Is there a way to check if two expressions are mathematically equal? I expected
tg(x)cos(x) == sin(x) to output True, but it outputs False. Is there a way to make such comparisons with sympy? Another example is
(a+b)**2 == a**2 + 2*a*b + b**2 which surprisingly also outputs False.
I found some similar questions, but none covered this exact problem.
From the SymPy documentation
== represents exact structural equality testing. “Exact” here means that two expressions will compare equal with == only if they are exactly equal structurally. Here, (x+1)^2 and x^2+2x+1 are not the same symbolically. One is the power of an addition of two terms, and the other is the addition of three terms.
It turns out that when using SymPy as a library, having == test for exact symbolic equality is far more useful than having it represent symbolic equality, or having it test for mathematical equality. However, as a new user, you will probably care more about the latter two. We have already seen an alternative to representing equalities symbolically, Eq. To test if two things are equal, it is best to recall the basic fact that if a=b, then a−b=0. Thus, the best way to check if a=b is to take a−b and simplify it, and see if it goes to 0. We will learn later that the function to do this is called simplify. This method is not infallible—in fact, it can be theoretically proven that it is impossible to determine if two symbolic expressions are identically equal in general—but for most common expressions, it works quite well.
As a demo for your particular question, we can use the subtraction of equivalent expressions and compare to 0 like so
>>> from sympy import simplify
>>> from sympy.abc import x,y
>>> vers1 = (x+y)**2
>>> vers2 = x**2 + 2*x*y + y**2
>>> simplify(vers1-vers2) == 0
True
>>> simplify(vers1+vers2) == 0
False
Alternatively you can use the .equals method to compare expressions:
from sympy import *
x = symbols('x')
expr1 = tan(x) * cos(x)
expr2 = sin(x)
expr1.equals(expr2)
True
The solution with simplify was too slow for me (had to crosscheck multiple variables), so I wrote the following function, which does some simple checkes beforehand, to reduce computational time, to use simplify only in the last step.
· · · · ·
● **Task instructions**:
1) Answer these questions from the SymPy equality thread, one answer per line, marked like the questions:
(a) What does the comparison (a+b)**2 == a**2 + 2*a*b + b**2 output?
(b) According to the quoted SymPy documentation, what kind of testing does == represent?
(c) Why did one poster write their own function instead of relying on the solution with simplify?
2) Rewrite the paragraph of the SymPy equality thread that begins "It turns out that when using SymPy as a library" as a short bulleted list that keeps its main facts.
3) Summarize the SymPy equality thread in two sentences.
The data come from a separate source and are unrelated to the SymPy equality thread.

[Free-text descriptions of objects]
· · · · ·
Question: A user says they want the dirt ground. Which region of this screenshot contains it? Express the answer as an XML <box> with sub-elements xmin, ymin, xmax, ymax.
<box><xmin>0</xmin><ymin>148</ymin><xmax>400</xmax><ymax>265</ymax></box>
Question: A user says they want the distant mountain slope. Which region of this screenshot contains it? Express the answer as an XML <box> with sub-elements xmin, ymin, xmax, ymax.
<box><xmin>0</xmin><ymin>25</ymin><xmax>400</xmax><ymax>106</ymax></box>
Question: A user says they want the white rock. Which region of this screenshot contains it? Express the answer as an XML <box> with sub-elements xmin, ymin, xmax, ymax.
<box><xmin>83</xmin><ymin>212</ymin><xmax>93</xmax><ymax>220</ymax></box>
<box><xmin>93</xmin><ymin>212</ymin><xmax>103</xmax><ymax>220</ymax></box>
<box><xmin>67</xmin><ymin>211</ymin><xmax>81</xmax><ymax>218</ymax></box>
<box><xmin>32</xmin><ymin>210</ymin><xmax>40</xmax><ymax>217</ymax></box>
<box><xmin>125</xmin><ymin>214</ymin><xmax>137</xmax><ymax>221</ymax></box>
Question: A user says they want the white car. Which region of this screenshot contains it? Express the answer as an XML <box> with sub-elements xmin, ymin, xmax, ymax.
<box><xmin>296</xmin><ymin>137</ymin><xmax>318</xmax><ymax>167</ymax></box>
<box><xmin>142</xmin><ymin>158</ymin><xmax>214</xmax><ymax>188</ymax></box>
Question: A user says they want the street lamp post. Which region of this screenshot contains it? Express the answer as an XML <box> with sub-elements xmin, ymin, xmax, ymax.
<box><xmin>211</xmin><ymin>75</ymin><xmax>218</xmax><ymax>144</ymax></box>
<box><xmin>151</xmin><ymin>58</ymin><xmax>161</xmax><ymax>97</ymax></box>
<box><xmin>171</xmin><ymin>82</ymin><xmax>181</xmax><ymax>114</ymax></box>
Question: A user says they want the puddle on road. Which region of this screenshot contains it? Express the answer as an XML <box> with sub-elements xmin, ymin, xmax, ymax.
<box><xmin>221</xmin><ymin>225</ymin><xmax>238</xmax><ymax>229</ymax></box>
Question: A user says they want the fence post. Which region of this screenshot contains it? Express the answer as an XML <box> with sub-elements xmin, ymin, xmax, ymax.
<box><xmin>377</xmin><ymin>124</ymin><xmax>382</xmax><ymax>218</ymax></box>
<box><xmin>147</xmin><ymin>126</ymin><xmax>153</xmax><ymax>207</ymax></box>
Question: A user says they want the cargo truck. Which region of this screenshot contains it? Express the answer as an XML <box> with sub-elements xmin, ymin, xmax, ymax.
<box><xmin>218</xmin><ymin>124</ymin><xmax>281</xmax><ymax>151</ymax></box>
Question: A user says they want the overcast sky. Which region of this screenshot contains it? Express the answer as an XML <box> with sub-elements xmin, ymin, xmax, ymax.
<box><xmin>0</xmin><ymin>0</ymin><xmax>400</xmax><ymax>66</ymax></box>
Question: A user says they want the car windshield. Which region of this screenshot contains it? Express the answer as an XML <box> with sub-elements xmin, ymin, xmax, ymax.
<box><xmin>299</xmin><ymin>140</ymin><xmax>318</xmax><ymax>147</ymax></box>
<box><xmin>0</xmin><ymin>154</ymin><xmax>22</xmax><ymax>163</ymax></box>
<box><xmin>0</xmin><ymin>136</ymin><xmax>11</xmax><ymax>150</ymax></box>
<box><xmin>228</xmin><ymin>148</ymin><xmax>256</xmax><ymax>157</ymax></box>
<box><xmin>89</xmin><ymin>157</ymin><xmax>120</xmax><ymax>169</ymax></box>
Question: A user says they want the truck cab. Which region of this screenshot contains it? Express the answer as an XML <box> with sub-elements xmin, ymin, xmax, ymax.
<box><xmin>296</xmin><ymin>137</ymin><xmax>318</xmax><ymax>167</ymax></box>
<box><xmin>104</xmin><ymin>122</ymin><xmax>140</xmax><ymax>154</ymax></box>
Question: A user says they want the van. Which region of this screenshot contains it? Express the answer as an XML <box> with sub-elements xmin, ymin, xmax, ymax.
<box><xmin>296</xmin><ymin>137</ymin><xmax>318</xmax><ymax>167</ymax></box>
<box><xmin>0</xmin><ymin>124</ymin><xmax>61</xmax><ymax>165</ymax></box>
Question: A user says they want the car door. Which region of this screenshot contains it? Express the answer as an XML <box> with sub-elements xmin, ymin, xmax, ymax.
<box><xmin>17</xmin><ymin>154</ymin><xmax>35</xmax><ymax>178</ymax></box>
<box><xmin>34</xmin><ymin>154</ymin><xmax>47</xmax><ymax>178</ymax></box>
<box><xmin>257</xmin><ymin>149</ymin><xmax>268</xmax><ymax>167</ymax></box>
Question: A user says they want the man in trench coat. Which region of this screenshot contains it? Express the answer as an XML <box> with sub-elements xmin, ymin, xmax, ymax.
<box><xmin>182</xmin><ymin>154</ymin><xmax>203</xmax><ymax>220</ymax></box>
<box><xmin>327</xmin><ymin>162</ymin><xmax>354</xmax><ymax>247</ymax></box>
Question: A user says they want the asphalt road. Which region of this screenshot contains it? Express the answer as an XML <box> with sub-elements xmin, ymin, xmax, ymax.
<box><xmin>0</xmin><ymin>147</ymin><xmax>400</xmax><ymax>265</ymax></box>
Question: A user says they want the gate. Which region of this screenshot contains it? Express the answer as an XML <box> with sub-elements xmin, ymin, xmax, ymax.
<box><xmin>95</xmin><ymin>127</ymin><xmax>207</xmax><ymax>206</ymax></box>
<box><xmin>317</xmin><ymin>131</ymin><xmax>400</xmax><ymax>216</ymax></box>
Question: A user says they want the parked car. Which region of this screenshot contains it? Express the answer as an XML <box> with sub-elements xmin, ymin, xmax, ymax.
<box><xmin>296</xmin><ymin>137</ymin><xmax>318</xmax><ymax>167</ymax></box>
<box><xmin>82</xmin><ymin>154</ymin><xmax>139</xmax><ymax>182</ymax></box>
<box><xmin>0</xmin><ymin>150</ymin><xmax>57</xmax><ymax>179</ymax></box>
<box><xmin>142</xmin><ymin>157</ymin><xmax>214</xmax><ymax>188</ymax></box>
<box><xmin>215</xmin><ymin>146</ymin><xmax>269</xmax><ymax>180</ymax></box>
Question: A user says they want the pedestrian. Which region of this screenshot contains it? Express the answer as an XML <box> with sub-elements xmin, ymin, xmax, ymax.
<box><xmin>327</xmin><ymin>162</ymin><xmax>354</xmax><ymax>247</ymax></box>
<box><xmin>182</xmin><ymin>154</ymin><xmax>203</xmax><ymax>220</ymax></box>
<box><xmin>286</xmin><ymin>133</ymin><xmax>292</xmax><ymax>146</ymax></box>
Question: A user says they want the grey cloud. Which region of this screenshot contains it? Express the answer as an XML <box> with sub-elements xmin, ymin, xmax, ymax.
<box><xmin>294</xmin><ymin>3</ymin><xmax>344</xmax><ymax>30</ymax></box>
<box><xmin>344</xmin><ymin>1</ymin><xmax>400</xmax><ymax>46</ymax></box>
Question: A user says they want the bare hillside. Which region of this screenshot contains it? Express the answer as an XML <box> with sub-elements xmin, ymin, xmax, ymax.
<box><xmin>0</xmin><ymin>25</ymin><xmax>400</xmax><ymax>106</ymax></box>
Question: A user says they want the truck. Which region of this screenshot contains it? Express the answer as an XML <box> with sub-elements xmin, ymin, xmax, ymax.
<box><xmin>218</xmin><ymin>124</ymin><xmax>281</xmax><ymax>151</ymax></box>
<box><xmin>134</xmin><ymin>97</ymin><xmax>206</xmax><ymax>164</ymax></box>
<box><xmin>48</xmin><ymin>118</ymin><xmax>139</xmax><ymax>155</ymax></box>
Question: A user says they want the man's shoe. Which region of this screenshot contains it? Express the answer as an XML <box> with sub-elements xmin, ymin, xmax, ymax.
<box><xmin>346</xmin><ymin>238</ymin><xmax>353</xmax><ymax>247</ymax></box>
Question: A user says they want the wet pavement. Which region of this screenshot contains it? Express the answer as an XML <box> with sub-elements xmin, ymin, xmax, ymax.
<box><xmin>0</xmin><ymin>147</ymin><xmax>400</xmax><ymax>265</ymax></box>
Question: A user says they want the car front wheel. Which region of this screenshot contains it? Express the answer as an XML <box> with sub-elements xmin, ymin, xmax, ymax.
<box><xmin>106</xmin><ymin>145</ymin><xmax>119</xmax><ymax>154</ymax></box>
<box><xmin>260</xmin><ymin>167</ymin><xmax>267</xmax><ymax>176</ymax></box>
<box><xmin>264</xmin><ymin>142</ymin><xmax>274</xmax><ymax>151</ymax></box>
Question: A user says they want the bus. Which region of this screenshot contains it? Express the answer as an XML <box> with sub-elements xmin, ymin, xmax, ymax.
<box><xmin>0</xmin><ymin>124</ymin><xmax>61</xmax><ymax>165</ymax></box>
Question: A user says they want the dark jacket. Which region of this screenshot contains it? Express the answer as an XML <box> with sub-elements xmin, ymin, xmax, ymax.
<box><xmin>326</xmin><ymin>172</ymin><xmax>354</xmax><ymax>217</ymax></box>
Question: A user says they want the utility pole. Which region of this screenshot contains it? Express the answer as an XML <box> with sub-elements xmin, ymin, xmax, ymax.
· · · · ·
● **Numbered responses**:
1)
(a) False.
(b) Exact structural equality testing.
(c) The solution with simplify was too slow for them because they had to crosscheck multiple variables.

2)
- When SymPy is used as a library, having == test exact symbolic equality is far more useful than having it represent symbolic equality or test mathematical equality.
- New users will probably care more about those latter two.
- Eq is an alternative for representing equalities symbolically.
- To check whether a equals b, take a−b, simplify it, and see whether it goes to 0, using the function simplify.
- This method is not infallible, since it can be theoretically proven that determining whether two symbolic expressions are identically equal is impossible in general.
- For most common expressions, however, it works quite well.

3) In SymPy, == tests exact structural equality, so mathematically equivalent expressions such as (a+b)**2 and a**2 + 2*a*b + b**2 compare as False. To test mathematical equality, one can simplify the difference of two expressions and compare it to 0, or use the .equals method.